*DATA*
— START —

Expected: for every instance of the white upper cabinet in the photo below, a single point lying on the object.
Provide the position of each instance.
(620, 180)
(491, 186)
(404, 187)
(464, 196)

— END —

*CHALLENGE*
Please set down the whole listing above again, every line unchanged.

*CORRECT OUTPUT*
Expected: for every instance of the white upper cabinet in the photo below, a single point lying on the object.
Provide the position of each instance.
(620, 180)
(491, 186)
(404, 187)
(464, 196)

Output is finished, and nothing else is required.